WHAT TO WORK ON: Print all of the material below line for line, leaving out the pictures.

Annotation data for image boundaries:
***

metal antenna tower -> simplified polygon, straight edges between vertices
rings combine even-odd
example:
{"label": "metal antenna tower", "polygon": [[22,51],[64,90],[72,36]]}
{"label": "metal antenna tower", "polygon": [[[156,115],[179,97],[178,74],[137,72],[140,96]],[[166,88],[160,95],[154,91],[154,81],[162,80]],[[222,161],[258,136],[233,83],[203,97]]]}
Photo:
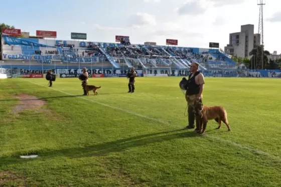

***

FINISHED ANSWER:
metal antenna tower -> simplified polygon, straight edges between vertices
rings combine even-odd
example:
{"label": "metal antenna tower", "polygon": [[22,51],[64,90],[72,36]]}
{"label": "metal antenna tower", "polygon": [[[156,115],[179,97],[178,74],[137,72],[140,96]],[[166,88],[160,95],[154,91],[154,81],[162,80]],[[222,161],[258,136],[233,83],[203,97]]]}
Photo:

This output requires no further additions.